# [WHAT YOU ARE ASKED TO DO]
From the entries below, gather each line containing the word "shorts".

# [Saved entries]
# # # #

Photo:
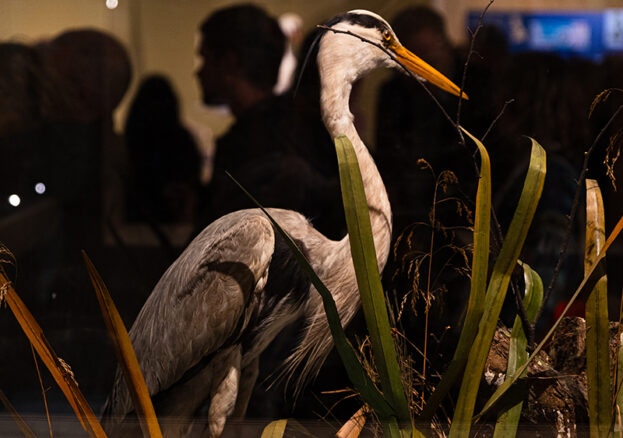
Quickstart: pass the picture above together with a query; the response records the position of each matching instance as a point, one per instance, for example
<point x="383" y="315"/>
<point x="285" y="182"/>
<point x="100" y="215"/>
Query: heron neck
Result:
<point x="339" y="120"/>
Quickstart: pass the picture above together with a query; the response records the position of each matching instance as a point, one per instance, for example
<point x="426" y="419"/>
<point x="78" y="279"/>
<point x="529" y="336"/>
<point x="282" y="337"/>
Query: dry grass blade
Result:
<point x="125" y="355"/>
<point x="275" y="429"/>
<point x="588" y="279"/>
<point x="23" y="426"/>
<point x="353" y="427"/>
<point x="59" y="370"/>
<point x="45" y="399"/>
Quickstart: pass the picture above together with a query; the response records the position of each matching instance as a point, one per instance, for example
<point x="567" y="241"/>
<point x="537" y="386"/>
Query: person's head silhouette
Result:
<point x="241" y="50"/>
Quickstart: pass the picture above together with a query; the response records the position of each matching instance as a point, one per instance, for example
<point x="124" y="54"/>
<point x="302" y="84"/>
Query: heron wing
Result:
<point x="200" y="303"/>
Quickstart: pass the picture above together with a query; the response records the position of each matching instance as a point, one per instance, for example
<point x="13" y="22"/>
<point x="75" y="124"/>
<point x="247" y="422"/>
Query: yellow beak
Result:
<point x="426" y="71"/>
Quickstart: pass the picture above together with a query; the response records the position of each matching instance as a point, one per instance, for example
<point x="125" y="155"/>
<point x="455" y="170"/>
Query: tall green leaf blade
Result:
<point x="126" y="356"/>
<point x="589" y="277"/>
<point x="475" y="305"/>
<point x="357" y="375"/>
<point x="506" y="425"/>
<point x="496" y="291"/>
<point x="598" y="333"/>
<point x="368" y="278"/>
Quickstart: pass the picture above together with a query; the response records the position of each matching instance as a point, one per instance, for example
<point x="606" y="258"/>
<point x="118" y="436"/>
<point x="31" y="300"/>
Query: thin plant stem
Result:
<point x="571" y="217"/>
<point x="45" y="400"/>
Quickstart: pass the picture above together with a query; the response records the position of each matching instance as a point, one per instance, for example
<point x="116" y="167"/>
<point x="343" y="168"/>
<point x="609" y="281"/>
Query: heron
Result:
<point x="199" y="335"/>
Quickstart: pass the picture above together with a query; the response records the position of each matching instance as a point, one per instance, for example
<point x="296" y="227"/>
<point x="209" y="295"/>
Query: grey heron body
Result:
<point x="200" y="333"/>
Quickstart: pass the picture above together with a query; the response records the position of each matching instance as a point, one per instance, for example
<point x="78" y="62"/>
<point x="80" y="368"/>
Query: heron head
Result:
<point x="346" y="53"/>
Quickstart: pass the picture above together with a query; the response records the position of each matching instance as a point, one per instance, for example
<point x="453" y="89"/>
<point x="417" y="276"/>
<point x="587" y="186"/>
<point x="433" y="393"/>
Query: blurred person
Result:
<point x="290" y="24"/>
<point x="163" y="156"/>
<point x="265" y="149"/>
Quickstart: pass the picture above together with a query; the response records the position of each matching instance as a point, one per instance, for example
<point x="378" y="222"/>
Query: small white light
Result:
<point x="40" y="188"/>
<point x="14" y="200"/>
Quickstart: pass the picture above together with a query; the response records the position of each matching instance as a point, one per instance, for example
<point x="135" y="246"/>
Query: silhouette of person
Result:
<point x="265" y="149"/>
<point x="163" y="156"/>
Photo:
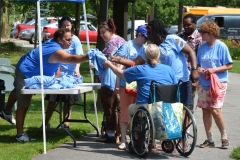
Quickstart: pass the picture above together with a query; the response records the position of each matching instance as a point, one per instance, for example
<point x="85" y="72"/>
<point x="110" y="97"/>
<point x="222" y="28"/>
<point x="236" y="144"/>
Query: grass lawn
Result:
<point x="12" y="150"/>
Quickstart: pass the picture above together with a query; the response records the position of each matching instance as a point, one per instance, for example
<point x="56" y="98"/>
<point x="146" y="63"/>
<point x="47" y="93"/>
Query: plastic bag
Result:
<point x="173" y="126"/>
<point x="155" y="110"/>
<point x="167" y="119"/>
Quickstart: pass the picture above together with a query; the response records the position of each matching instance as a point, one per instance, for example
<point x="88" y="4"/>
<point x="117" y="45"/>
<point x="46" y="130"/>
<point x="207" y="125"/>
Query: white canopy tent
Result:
<point x="40" y="56"/>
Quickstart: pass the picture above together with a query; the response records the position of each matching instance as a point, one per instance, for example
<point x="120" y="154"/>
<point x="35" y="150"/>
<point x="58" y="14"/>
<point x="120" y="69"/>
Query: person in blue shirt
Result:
<point x="131" y="50"/>
<point x="144" y="74"/>
<point x="53" y="54"/>
<point x="70" y="69"/>
<point x="213" y="58"/>
<point x="173" y="50"/>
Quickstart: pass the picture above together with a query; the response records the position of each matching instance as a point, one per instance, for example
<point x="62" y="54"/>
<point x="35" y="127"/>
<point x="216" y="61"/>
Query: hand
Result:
<point x="200" y="70"/>
<point x="114" y="58"/>
<point x="195" y="75"/>
<point x="58" y="72"/>
<point x="107" y="64"/>
<point x="210" y="71"/>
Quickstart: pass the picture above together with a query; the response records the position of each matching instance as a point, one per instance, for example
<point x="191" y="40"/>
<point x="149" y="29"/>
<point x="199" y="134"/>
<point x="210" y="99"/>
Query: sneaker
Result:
<point x="8" y="117"/>
<point x="122" y="146"/>
<point x="225" y="143"/>
<point x="67" y="128"/>
<point x="22" y="138"/>
<point x="207" y="144"/>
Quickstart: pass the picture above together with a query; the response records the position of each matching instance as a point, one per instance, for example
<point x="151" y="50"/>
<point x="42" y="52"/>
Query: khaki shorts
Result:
<point x="22" y="99"/>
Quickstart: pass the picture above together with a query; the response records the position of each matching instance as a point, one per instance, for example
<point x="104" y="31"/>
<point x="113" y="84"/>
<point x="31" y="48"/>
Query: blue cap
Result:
<point x="142" y="29"/>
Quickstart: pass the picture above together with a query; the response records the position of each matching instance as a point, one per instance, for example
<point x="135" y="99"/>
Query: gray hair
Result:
<point x="152" y="54"/>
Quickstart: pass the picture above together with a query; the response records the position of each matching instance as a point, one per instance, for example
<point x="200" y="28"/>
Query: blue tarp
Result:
<point x="80" y="1"/>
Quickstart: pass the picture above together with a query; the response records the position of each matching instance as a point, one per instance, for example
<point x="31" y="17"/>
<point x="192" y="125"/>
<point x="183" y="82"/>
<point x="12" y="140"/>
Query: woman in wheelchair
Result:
<point x="144" y="74"/>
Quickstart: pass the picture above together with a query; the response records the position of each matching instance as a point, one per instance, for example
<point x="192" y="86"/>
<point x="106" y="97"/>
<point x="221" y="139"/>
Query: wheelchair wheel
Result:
<point x="186" y="144"/>
<point x="130" y="148"/>
<point x="167" y="146"/>
<point x="142" y="132"/>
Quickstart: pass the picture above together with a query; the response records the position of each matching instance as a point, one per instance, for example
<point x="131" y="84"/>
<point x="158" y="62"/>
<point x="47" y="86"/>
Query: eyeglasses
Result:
<point x="202" y="32"/>
<point x="69" y="39"/>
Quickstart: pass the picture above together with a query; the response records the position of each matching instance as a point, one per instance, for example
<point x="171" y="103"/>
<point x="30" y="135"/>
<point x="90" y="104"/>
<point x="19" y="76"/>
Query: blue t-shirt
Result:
<point x="29" y="64"/>
<point x="212" y="57"/>
<point x="171" y="55"/>
<point x="144" y="74"/>
<point x="130" y="51"/>
<point x="76" y="49"/>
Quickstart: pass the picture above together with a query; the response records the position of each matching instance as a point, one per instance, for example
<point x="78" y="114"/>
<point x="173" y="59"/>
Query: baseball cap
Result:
<point x="142" y="29"/>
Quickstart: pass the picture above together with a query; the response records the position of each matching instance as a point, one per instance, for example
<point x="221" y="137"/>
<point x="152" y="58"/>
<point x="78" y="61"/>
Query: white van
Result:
<point x="136" y="24"/>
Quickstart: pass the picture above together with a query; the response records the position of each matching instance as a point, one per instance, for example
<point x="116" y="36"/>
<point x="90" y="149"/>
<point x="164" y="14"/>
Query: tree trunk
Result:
<point x="180" y="10"/>
<point x="77" y="18"/>
<point x="103" y="16"/>
<point x="1" y="15"/>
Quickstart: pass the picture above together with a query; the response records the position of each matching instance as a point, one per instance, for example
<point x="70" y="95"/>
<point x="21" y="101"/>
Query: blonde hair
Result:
<point x="210" y="28"/>
<point x="152" y="54"/>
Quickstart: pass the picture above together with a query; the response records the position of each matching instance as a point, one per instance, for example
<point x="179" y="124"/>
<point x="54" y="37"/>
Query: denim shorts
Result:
<point x="186" y="95"/>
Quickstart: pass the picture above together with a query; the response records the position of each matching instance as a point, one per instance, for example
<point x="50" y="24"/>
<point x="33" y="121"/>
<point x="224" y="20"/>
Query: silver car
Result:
<point x="28" y="34"/>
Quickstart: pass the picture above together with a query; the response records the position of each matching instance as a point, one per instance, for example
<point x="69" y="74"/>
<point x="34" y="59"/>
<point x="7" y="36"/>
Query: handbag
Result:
<point x="167" y="116"/>
<point x="131" y="88"/>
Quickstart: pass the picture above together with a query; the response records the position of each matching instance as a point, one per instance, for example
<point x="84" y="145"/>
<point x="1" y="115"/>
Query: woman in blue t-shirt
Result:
<point x="144" y="74"/>
<point x="72" y="69"/>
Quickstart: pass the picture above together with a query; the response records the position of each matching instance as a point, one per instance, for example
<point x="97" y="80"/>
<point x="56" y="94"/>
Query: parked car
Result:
<point x="173" y="29"/>
<point x="136" y="24"/>
<point x="49" y="30"/>
<point x="31" y="24"/>
<point x="228" y="23"/>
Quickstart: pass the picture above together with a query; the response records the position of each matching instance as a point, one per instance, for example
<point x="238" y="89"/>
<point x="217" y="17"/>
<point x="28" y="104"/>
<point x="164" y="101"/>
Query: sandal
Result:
<point x="122" y="146"/>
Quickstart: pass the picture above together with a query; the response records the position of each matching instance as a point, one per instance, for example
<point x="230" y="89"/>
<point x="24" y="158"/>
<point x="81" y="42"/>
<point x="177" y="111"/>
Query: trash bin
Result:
<point x="2" y="95"/>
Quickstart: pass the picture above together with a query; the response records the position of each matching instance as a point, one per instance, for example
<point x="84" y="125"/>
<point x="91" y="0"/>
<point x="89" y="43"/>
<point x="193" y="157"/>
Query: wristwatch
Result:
<point x="194" y="68"/>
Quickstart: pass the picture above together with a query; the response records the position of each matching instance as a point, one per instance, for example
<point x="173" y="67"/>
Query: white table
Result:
<point x="79" y="89"/>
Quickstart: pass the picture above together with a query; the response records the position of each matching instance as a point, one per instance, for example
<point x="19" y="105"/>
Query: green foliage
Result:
<point x="5" y="47"/>
<point x="235" y="153"/>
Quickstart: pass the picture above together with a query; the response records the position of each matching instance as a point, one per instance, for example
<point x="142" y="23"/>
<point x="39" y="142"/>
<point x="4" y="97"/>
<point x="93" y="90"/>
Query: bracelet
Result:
<point x="119" y="59"/>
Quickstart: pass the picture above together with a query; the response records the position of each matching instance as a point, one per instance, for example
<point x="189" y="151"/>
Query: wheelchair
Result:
<point x="142" y="134"/>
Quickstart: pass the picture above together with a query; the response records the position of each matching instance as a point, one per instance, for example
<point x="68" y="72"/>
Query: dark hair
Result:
<point x="109" y="25"/>
<point x="66" y="18"/>
<point x="60" y="33"/>
<point x="158" y="30"/>
<point x="192" y="17"/>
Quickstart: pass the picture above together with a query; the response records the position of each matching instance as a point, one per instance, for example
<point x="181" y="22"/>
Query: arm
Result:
<point x="64" y="57"/>
<point x="76" y="71"/>
<point x="127" y="62"/>
<point x="192" y="55"/>
<point x="219" y="69"/>
<point x="117" y="71"/>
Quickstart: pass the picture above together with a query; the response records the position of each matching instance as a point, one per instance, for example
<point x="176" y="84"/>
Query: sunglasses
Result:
<point x="69" y="39"/>
<point x="202" y="32"/>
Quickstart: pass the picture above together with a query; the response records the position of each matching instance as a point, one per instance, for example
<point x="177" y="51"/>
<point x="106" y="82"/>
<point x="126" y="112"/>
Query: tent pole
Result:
<point x="88" y="46"/>
<point x="41" y="73"/>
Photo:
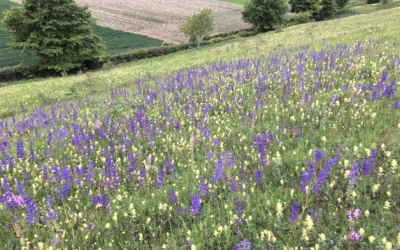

# # # #

# [SOLUTION FOR THIS EXERCISE]
Query: khaki shorts
Query: denim shorts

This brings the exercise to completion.